» **Annotated coordinate records**
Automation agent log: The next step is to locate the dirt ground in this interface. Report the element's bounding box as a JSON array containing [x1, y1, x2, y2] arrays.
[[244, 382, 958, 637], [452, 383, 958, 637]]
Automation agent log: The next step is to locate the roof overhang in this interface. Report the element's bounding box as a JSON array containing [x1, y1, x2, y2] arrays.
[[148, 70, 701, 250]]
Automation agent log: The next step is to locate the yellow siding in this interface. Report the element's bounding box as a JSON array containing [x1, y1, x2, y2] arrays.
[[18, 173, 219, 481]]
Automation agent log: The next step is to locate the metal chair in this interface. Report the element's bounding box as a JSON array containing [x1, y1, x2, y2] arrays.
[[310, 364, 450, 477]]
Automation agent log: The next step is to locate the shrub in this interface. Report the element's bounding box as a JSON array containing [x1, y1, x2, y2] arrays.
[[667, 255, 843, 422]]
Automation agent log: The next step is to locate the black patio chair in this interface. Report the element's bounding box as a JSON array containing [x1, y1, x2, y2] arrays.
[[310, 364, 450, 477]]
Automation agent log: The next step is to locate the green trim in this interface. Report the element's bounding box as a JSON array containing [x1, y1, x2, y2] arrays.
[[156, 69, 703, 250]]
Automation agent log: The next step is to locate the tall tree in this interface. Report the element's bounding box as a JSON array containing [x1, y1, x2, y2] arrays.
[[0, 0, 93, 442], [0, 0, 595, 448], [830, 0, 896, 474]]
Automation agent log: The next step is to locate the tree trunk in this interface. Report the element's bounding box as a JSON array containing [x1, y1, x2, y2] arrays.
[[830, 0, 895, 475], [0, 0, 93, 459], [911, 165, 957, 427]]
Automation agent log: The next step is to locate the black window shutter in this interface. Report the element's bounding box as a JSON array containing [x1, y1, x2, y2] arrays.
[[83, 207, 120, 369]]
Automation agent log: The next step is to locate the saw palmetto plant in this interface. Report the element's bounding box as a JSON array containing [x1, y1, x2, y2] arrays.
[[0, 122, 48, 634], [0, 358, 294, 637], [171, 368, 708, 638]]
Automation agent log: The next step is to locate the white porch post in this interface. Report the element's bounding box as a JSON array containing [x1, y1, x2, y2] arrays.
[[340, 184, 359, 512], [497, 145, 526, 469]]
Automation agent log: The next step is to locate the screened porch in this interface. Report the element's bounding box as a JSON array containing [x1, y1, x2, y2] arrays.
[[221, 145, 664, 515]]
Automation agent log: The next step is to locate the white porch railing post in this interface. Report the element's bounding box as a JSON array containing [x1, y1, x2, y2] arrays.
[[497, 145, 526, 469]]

» **EXERCISE REQUIREMENTS**
Retype the material above word for word, starting at its first line and ending with the line that contains "[[156, 69, 703, 250]]", including both of those lines.

» **OUTPUT FOR THIS EXERCISE**
Automation agent log: The next step is to locate the dirt ground in this interface. Report the element's bounding box as a JSON array containing [x1, y1, x2, y2] arrays.
[[244, 382, 958, 637], [452, 383, 958, 637]]
Automation agent log: The next step is to locate the roof overhang in this interface. Report the element's bounding box as a JSON array containing [x1, y1, x2, y2] arrays.
[[148, 70, 701, 250]]
Automation agent log: The next step is to locate the yellow siding in this interface. Report the element's bounding box as a JSON array containing [x1, y1, x2, y2] arrays.
[[18, 173, 219, 481]]
Automation agent log: The next step is to locate the metal chair in this interface. Report the element's bounding box as a JSON array containing [x1, y1, x2, y2] arrays.
[[310, 364, 450, 477]]
Automation agent log: The next step is to locate the shrub in this interface. Report the element's bounding box as a JSON array containing [x1, y1, x2, y2] arrays.
[[667, 255, 843, 422]]
Automation agent log: The next step is to locate the black patio chair in this interface. Report the element's bounding box as a JSON array containing [x1, y1, x2, y2] arrays.
[[310, 364, 450, 477]]
Automation agent log: The next step is to locate the green trim in this interface. Report the element's bounding box as a JSON array containing [x1, y1, x2, y2] arrays.
[[156, 69, 703, 250]]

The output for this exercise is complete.